--- START OF Data excerpts ---

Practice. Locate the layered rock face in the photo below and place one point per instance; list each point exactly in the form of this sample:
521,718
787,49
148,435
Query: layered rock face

--- END OF Data excerpts ---

Task goal: Reproduce every one of the rows above, line by line and character for character.

Response for this exercise:
Practice. Locate the layered rock face in the photo below and place one point per instance; list each point exactly in the form of this sample:
521,718
787,49
148,435
Query: layered rock face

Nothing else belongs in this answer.